ABOUT THIS TASK
Apart from the images, reproduce all of the data word for word.

(Stored dataset items)

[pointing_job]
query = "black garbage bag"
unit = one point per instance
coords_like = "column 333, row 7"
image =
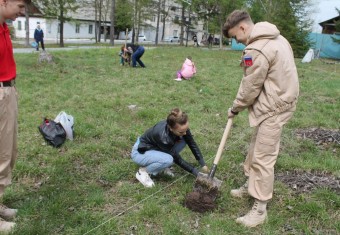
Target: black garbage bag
column 53, row 132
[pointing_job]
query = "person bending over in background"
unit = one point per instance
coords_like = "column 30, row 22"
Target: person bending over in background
column 39, row 37
column 125, row 56
column 269, row 89
column 137, row 52
column 187, row 71
column 159, row 147
column 9, row 10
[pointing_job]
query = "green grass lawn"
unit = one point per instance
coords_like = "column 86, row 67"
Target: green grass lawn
column 88, row 185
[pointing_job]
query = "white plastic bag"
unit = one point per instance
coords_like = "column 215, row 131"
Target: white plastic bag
column 67, row 122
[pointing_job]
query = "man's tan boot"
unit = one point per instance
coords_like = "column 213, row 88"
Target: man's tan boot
column 6, row 227
column 7, row 213
column 256, row 216
column 240, row 192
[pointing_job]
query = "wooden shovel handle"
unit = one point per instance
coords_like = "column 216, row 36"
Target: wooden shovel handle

COMPLETED EXERCISE
[pointing_job]
query = "black garbage bag"
unit = one point per instance
coords_like = "column 333, row 7"
image =
Target: black garbage bag
column 53, row 132
[pointing_job]
query = "person bending over in background"
unit = one point per instance
coords_like = "column 30, row 22"
Target: person bending over in background
column 39, row 37
column 125, row 56
column 269, row 89
column 137, row 52
column 187, row 71
column 159, row 147
column 9, row 10
[pointing_job]
query = "green grass lawn"
unit = one point per instance
coords_like = "column 86, row 67"
Target: green grass lawn
column 88, row 185
[pointing_job]
query = "white plastic bag"
unit = one point per instance
coords_like = "column 215, row 131"
Target: white plastic bag
column 67, row 122
[pointing_job]
query = "man's tan boot"
unit = one point per instance
coords_like = "column 213, row 88"
Target: man's tan boot
column 6, row 227
column 7, row 213
column 256, row 216
column 240, row 192
[pointing_job]
query = "wooden shovel handle"
unit = one point per instance
coords_like = "column 216, row 36"
Target: wooden shovel handle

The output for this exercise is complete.